So thank you very much for all your help and ideas. Maybe one of them worked but we shall see. I will return to inform you and in the mean time I think I will go check that CHKDSK log you mentioned and see what it says or if it claims to have corrected anything. Thanks!


----------



## John415 (Nov 10, 2012)

Here is what the log said>

Log Name: Application
Source: Microsoft-Windows-Wininit
Date: 7/30/2014 2:59:07 PM
Event ID: 1001
Task Category: None
Level: Information
Keywords: Classic
User: N/A
Computer: ME-PC
Description:


Checking file system on C:
The type of the file system is NTFS.
Volume label is TI103585W0G.

A disk check has been scheduled.
Windows will now check the disk. 

CHKDSK is verifying files (stage 1 of 5)...
497920 file records processed. 

File verification completed.
507 large file records processed. 

0 bad file records processed. 

0 EA records processed. 

56 reparse records processed. 

CHKDSK is verifying indexes (stage 2 of 5)...
568514 index entries processed. 

Index verification completed.
0 unindexed files scanned. 

0 unindexed files recovered. 

CHKDSK is verifying security descriptors (stage 3 of 5)...
497920 file SDs/SIDs processed. 

Cleaning up 151 unused index entries from index $SII of file 0x9.
Cleaning up 151 unused index entries from index $SDH of file 0x9.
Cleaning up 151 unused security descriptors.
Security descriptor verification completed.
35298 data files processed. 

CHKDSK is verifying Usn Journal...
35466976 USN bytes processed. 

Usn Journal verification completed.
CHKDSK is verifying file data (stage 4 of 5)...
497904 files processed. 

File data verification completed.
CHKDSK is verifying free space (stage 5 of 5)...
98825513 free clusters processed. 

Free space verification is complete.
Windows has checked the file system and found no problems.

475879423 KB total disk space.
79865740 KB in 172125 files.
96488 KB in 35299 indexes.
0 KB in bad sectors.
615143 KB in use by the system.
65536 KB occupied by the log file.
395302052 KB available on disk.

4096 bytes in each allocation unit.
118969855 total allocation units on disk.
98825513 allocation units available on disk.

Internal Info:
00 99 07 00 4c 2a 03 00 2d bc 05 00 00 00 00 00 ....L*..-.......
83 0b 00 00 38 00 00 00 00 00 00 00 00 00 00 00 ....8...........
00 00 00 00 00 00 00 00 00 00 00 00 00 00 00 00 ................

Windows has finished checking your disk.


----------



## joeten (Dec 4, 2008)

The log file is fine no problems reported, The dvd drive has connections on the rear which when placed correctly fit to the motherboard usually these days they have sata connections similar to the one in the picture here https://www.google.co.uk/search?cha...ttp%3A%2F%2Fcopirs.net%2F%3Fp%3D13621;500;375 it gets both data and power via those connections


----------



## John415 (Nov 10, 2012)

GOOD NEWS...(maybe)... I returned to the public library today for the first start up of my Toshiba after it being off all night...and it went on with no problems and is working fine.

=-=-=-=-=

_Directives_
1/ In the forum thread, reproduce the passage that begins with "CHKDSK is verifying security" and ends with "index $SDH of file 0x9.", replacing "Cleaning up" with "Removing".
2/ Using the forum thread, decide whether each statement is true. Answer yes or no for each and quote the exact words that settle it.
(a) The CHKDSK log reports 0 KB in bad sectors.
(b) The file system on C: is FAT32.
(c) joeten says the log shows problems.
3/ Turn the paragraph in the forum thread that starts "The log file is fine" into a short bulleted list that keeps its main facts.
None of the records are needed here.

_Records provided_
=-=-=-=-=

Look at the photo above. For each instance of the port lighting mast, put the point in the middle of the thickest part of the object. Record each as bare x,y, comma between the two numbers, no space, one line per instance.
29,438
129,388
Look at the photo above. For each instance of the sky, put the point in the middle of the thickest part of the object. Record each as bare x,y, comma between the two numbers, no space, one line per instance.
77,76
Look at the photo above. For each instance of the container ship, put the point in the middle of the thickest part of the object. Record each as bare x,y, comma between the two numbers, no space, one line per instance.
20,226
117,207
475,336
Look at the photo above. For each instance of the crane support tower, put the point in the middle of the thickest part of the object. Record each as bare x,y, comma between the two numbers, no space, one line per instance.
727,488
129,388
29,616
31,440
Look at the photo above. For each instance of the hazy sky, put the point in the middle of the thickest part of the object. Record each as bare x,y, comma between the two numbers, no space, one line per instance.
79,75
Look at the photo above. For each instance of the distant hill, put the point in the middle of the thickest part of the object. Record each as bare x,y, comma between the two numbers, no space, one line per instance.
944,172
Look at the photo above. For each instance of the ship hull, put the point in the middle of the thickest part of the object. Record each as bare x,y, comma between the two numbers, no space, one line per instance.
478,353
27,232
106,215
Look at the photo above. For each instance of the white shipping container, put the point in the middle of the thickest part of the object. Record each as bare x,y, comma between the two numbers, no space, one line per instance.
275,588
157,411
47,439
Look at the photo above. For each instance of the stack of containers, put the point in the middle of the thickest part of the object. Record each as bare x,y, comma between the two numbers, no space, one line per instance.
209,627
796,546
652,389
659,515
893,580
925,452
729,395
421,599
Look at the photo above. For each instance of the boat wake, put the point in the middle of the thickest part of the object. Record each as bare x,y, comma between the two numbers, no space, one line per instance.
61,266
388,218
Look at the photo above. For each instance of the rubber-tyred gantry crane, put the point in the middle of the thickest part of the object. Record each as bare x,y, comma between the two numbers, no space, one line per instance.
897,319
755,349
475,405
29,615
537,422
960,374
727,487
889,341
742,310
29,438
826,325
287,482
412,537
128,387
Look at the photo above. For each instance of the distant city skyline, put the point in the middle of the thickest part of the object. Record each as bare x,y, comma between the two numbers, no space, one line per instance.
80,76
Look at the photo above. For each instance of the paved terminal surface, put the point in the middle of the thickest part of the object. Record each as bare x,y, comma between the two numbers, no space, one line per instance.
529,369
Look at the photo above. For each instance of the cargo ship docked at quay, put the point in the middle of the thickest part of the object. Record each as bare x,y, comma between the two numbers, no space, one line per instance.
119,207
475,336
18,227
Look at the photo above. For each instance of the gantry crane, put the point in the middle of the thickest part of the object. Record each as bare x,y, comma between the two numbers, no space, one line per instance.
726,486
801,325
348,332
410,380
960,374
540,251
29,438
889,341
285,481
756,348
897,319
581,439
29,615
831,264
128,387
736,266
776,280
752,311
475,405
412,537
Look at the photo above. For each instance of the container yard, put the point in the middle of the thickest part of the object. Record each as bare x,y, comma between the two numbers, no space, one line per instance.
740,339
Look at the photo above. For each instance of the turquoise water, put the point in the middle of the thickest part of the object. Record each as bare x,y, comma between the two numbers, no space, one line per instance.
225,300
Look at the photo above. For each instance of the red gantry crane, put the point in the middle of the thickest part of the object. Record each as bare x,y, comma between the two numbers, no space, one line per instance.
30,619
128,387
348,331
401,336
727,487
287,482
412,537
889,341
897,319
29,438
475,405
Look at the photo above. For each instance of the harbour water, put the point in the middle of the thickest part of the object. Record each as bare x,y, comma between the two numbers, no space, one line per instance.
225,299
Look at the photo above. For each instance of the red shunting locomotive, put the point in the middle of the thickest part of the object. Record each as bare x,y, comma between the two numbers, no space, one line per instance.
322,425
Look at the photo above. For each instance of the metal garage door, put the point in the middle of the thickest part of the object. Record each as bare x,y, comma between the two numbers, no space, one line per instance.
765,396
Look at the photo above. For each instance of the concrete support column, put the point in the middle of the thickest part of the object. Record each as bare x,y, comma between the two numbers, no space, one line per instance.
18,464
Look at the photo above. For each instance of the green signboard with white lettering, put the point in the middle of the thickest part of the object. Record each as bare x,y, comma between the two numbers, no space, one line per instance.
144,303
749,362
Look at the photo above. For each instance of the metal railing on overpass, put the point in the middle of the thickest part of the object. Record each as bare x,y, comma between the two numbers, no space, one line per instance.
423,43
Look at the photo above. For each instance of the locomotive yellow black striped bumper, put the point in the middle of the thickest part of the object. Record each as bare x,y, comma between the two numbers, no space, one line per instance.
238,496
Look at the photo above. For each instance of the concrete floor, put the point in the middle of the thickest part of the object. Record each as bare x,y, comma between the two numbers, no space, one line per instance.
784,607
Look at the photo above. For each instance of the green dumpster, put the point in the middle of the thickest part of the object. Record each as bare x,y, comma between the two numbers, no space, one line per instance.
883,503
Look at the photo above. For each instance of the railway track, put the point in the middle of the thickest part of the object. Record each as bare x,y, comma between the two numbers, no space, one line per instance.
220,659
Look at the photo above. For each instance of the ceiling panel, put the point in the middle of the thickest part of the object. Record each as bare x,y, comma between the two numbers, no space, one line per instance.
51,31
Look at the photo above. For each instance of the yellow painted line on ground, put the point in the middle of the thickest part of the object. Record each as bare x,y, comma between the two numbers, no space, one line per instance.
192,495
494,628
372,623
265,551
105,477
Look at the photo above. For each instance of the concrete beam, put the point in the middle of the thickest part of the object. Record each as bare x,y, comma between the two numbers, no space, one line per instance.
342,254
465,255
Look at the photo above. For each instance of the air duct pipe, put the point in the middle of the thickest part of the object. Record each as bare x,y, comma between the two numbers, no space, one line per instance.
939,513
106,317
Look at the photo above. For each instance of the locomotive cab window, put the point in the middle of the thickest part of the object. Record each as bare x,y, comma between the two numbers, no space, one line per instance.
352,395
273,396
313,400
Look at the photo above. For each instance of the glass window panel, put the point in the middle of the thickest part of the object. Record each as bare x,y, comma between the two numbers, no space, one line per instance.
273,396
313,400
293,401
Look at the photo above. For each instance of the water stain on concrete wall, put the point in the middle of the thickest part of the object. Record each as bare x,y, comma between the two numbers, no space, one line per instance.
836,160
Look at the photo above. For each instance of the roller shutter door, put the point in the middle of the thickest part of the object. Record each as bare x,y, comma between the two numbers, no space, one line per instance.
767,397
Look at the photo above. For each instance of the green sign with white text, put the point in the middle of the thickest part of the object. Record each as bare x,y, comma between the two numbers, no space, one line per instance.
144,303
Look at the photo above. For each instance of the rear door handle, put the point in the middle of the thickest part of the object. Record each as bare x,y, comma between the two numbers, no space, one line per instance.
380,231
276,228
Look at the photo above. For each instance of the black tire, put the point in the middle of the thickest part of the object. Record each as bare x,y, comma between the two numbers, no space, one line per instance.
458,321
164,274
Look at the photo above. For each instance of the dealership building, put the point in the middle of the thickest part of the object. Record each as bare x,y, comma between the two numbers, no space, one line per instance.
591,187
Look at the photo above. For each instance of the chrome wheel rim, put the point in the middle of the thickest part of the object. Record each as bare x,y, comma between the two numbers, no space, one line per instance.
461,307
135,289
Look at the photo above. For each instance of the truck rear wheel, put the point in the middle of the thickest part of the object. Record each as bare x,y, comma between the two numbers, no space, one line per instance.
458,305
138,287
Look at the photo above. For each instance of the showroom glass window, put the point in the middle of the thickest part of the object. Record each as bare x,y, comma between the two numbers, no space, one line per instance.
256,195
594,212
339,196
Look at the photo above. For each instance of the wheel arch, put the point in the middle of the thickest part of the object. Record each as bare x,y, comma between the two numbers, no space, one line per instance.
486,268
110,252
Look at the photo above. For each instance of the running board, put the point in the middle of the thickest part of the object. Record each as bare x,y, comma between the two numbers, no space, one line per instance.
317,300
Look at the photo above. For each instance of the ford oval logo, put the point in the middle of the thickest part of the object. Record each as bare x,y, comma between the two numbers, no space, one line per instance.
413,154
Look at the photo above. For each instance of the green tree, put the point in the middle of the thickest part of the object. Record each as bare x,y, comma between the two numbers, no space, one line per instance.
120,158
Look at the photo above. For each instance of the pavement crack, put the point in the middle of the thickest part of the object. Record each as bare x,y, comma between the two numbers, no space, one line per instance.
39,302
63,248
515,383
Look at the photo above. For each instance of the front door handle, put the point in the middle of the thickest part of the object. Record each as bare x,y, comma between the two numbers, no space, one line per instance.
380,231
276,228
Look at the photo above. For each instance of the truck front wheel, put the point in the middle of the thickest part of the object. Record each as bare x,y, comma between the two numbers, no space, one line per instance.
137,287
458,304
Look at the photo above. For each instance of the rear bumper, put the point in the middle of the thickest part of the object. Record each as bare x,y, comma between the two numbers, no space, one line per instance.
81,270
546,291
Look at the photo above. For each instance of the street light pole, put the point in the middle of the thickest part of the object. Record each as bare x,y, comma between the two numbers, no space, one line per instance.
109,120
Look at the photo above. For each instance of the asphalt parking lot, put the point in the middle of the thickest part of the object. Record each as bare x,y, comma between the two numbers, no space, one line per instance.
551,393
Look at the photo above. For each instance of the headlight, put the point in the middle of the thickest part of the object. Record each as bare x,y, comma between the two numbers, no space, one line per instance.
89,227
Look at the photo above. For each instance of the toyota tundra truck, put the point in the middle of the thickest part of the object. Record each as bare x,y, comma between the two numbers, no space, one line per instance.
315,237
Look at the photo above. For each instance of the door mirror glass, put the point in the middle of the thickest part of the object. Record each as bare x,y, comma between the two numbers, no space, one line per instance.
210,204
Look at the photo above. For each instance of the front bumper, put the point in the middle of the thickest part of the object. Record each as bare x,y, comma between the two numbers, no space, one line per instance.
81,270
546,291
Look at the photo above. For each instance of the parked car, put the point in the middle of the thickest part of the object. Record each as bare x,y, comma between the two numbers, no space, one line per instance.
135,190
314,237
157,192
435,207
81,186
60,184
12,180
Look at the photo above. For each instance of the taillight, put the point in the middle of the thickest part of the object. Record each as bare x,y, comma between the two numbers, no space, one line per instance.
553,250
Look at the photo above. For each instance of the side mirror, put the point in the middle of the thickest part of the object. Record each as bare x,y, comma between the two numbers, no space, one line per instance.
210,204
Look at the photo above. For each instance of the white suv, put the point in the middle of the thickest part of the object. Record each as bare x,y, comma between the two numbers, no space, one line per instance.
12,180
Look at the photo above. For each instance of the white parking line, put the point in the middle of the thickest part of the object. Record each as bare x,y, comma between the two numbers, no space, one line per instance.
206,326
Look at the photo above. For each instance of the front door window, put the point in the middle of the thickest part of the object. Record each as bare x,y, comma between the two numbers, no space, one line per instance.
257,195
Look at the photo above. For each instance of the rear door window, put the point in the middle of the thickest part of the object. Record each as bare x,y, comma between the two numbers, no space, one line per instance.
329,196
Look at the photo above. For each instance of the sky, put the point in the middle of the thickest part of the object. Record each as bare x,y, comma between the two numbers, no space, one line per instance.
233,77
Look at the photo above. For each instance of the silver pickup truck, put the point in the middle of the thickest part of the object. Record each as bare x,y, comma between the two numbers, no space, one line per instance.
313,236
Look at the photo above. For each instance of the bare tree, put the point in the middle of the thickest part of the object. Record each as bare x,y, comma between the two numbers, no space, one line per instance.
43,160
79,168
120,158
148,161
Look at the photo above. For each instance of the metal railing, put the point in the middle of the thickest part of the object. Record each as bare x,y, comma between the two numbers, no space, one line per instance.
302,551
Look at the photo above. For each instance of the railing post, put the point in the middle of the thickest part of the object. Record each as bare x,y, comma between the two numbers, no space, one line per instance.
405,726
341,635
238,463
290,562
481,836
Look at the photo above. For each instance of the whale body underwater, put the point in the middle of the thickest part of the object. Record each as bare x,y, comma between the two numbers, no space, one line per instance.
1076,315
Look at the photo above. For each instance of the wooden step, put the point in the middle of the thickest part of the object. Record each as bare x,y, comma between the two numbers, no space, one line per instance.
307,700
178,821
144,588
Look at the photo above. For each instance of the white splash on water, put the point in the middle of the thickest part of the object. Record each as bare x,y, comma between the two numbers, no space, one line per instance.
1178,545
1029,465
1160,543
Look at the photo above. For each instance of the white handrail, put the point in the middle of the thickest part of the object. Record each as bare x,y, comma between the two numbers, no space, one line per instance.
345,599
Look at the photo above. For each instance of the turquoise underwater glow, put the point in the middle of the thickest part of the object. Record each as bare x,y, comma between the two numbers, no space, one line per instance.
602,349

=-=-=-=-=

_Solution set_
1/
CHKDSK is verifying security descriptors (stage 3 of 5)...
497920 file SDs/SIDs processed. 

Removing 151 unused index entries from index $SII of file 0x9.
Removing 151 unused index entries from index $SDH of file 0x9.

2/
(a) Yes: "0 KB in bad sectors."
(b) No: "The type of the file system is NTFS."
(c) No: "The log file is fine no problems reported"

3/
- The log file is fine, with no problems reported.
- The DVD drive has connections on the rear that fit to the motherboard when placed correctly.
- These days the connections are usually SATA, similar to the one in a linked picture.
- The drive gets both data and power through those connections.